▶ [Extrait de page]:
========================================

En décembre 1941, les mots ne pesaient pas très lourd et l’ordre dans lesquels on les disait, encore moins. Ainsi mon père et mon grand-père étaient apatrides mais juifs. Moi, j’étais française et juive. Si ma mère avait manqué de courage, je serais aujourd’hui : française-baptisée catholique-de confession juive…oui, ce sont-là des mots mais je trouve que l’on ne leur donne pas le sens qu’ils méritent. Si j’avais eu des enfants, ils auraient été Français juifs et non Juifs français. Ils auraient appris la Marseillaise et pleuré en écoutant « yiddish mamme ». Ils auraient applaudi l’équipe de foot en 1998 et soutenu les basketteurs israéliens. Oui, des Français juifs qui aiment les frites et les cornichons polonais, le camembert et la carpe farcie, qui frémissent quand Israël se bat, qui protestent contre tous ces « ismes » qui ne respectent rien. Juifs, musulmans, chrétiens…ces mots-là sont nés du Livre et ne peuvent trouver place que dans notre cœur, dans notre façon de vivre et dans le respect que nous devons aux autres.
Jeune, je ne m’intéressais guère qu’à la politique et je ne parlais jamais de mes origines. Mon judaïsme ? c’était la cuisine de ma grand-mère, les chansons yiddish, Singer, Aleikhem et la guerre, dont ma mère parlait chaque jour. Pour Kippour, nous mangions du jambon et du fromage et tous les matins des huit jours de Pessah , un croissant. Ma grand-mère en voulait à Dieu et, en ne respectant rien, elle espérait le punir. Quand elle m’a quittée, en mars 1964, tous ces souvenirs à elle m’ont agressée…la Pologne, les religieux, les pogroms, mon grand-père fusillé – un juif apatride – mon père brulé un juif apatride – mon oncle torturé – un Français juif – et moi, petite fille en sabots qui n’aimait plus que les animaux…une petite Française juive.

========================================

▶ [Liste des données]:

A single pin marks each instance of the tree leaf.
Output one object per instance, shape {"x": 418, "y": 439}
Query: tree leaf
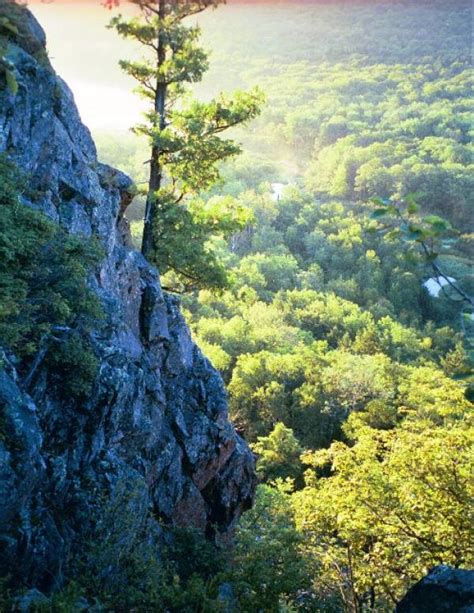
{"x": 379, "y": 213}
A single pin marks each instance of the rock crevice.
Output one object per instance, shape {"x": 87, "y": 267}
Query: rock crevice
{"x": 157, "y": 416}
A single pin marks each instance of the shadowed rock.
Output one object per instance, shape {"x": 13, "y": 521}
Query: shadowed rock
{"x": 156, "y": 419}
{"x": 444, "y": 590}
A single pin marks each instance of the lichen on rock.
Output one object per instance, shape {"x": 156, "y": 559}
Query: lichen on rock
{"x": 157, "y": 414}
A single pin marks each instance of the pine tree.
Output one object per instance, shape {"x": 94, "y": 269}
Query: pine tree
{"x": 185, "y": 140}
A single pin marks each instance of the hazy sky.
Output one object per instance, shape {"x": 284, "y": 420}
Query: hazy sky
{"x": 86, "y": 55}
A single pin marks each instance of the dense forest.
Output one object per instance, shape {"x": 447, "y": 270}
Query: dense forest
{"x": 348, "y": 377}
{"x": 340, "y": 319}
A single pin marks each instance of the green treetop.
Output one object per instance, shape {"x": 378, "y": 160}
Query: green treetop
{"x": 185, "y": 140}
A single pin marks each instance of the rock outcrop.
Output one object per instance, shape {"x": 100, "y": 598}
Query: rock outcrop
{"x": 155, "y": 430}
{"x": 444, "y": 590}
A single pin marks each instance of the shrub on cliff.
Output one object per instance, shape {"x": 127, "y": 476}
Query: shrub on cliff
{"x": 46, "y": 309}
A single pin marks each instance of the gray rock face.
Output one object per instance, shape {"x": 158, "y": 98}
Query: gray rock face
{"x": 444, "y": 590}
{"x": 156, "y": 420}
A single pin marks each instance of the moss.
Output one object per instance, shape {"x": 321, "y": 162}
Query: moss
{"x": 47, "y": 308}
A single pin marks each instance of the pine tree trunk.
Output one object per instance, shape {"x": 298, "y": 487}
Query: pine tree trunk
{"x": 154, "y": 183}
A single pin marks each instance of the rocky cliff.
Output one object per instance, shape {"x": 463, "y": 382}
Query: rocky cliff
{"x": 154, "y": 433}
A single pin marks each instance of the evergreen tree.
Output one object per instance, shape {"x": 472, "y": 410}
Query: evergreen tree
{"x": 185, "y": 140}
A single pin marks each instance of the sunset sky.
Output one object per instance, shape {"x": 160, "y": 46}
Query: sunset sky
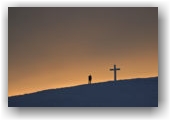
{"x": 59, "y": 47}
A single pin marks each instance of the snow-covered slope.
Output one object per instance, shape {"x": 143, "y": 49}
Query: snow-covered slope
{"x": 126, "y": 93}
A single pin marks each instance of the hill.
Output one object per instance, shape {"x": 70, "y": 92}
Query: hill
{"x": 141, "y": 92}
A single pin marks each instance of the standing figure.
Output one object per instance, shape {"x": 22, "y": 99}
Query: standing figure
{"x": 90, "y": 78}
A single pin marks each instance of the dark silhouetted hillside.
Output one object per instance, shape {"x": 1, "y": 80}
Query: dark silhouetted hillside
{"x": 125, "y": 93}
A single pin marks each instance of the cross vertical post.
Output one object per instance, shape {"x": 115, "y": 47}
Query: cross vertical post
{"x": 115, "y": 69}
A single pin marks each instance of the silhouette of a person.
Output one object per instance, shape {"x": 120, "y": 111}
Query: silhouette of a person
{"x": 90, "y": 79}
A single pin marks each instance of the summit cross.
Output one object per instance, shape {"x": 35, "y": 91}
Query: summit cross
{"x": 115, "y": 69}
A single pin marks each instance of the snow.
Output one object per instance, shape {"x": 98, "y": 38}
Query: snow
{"x": 141, "y": 92}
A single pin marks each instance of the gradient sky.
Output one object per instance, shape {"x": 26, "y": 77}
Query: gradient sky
{"x": 60, "y": 47}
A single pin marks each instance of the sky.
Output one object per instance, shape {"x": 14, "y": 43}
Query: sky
{"x": 59, "y": 47}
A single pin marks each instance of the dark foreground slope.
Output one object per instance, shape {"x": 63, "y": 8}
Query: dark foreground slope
{"x": 126, "y": 93}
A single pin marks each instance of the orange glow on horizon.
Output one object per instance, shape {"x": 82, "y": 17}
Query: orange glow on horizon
{"x": 59, "y": 47}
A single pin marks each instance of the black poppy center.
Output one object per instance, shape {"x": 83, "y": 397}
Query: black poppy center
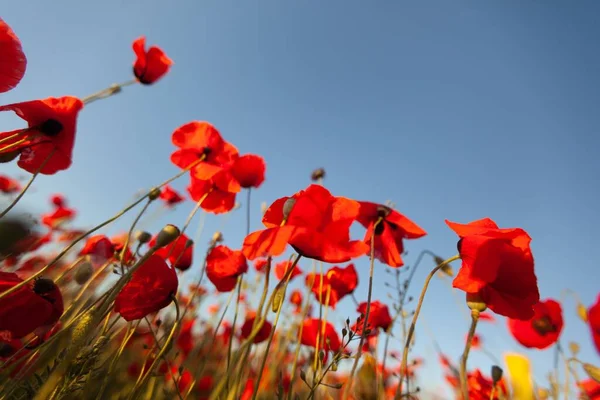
{"x": 42, "y": 286}
{"x": 543, "y": 325}
{"x": 51, "y": 127}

========================================

▶ [Consigne]: Recopiez sans rien changer le passage du texte sur l'identité juive qui commence par les mots contenant « Jeune, je ne » et se termine par « petite Française juive. ».

▶ [Réponse]:
Jeune, je ne m’intéressais guère qu’à la politique et je ne parlais jamais de mes origines. Mon judaïsme ? c’était la cuisine de ma grand-mère, les chansons yiddish, Singer, Aleikhem et la guerre, dont ma mère parlait chaque jour. Pour Kippour, nous mangions du jambon et du fromage et tous les matins des huit jours de Pessah , un croissant. Ma grand-mère en voulait à Dieu et, en ne respectant rien, elle espérait le punir. Quand elle m’a quittée, en mars 1964, tous ces souvenirs à elle m’ont agressée…la Pologne, les religieux, les pogroms, mon grand-père fusillé – un juif apatride – mon père brulé un juif apatride – mon oncle torturé – un Français juif – et moi, petite fille en sabots qui n’aimait plus que les animaux…une petite Française juive.